━━ RECORDS PROVIDED

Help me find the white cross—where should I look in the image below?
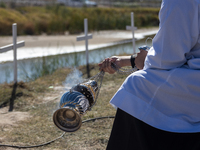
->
[76,19,92,76]
[126,12,137,54]
[0,23,25,83]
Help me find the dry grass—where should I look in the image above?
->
[0,65,126,150]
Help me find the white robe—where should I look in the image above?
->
[110,0,200,133]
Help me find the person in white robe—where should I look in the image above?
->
[99,0,200,149]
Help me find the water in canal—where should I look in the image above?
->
[0,38,151,83]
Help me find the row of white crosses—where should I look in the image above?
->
[0,23,25,84]
[77,12,137,77]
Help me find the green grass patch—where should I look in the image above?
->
[0,65,126,150]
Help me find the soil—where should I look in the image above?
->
[0,28,158,131]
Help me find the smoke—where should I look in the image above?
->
[63,68,84,91]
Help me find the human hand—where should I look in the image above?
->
[99,56,121,74]
[135,50,148,70]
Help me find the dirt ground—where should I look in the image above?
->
[0,28,158,135]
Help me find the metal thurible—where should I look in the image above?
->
[53,72,104,132]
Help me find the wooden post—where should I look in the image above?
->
[77,19,92,78]
[12,23,17,84]
[126,12,137,54]
[0,23,25,111]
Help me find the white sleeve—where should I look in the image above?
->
[144,0,199,69]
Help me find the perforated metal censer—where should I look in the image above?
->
[53,71,104,132]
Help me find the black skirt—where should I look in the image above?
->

━━━━

Rewrite all the records above, substituting "photo" for every "image" and changing nothing else. Leave the pictures out.

Help me find the white cross—where should I look in the photo below?
->
[76,19,92,76]
[126,12,137,54]
[0,23,25,83]
Help me find the dry grass—where should I look in the photo above?
->
[0,65,126,150]
Help me find the white robe—where should I look in the photo above?
->
[110,0,200,133]
Help me find the person in white robe—where should I look in the photo above?
->
[99,0,200,149]
Help me find the water in canal—where should I look in the photo above?
->
[0,38,151,83]
Help me find the row of white crosses—where should I look in the photo above?
->
[0,23,25,84]
[77,12,137,77]
Help me find the green grass patch—where should I look in the photo above?
->
[0,65,126,150]
Help me find the soil—where should I look in the photo above?
->
[0,28,158,131]
Help me find the smoke—where should I look in the photo above?
->
[63,68,84,91]
Help me find the human hand—where should I look in the photo above?
->
[99,56,121,74]
[135,50,148,70]
Help me find the dirt ground—where should I look in the photo above?
->
[0,28,158,135]
Help me find the metal thurible—where should I look in the photo above?
->
[53,72,104,132]
Help me find the wooden post—where should I look in the photo above?
->
[77,19,92,78]
[12,23,17,84]
[126,12,137,54]
[0,23,25,111]
Help me find the white sleeve—where should I look in the photo above?
->
[144,0,199,69]
Help me find the perforated metal censer—where should I look in the photo above?
->
[53,71,104,132]
Help me find the black skirt—where should I look in the photo above?
->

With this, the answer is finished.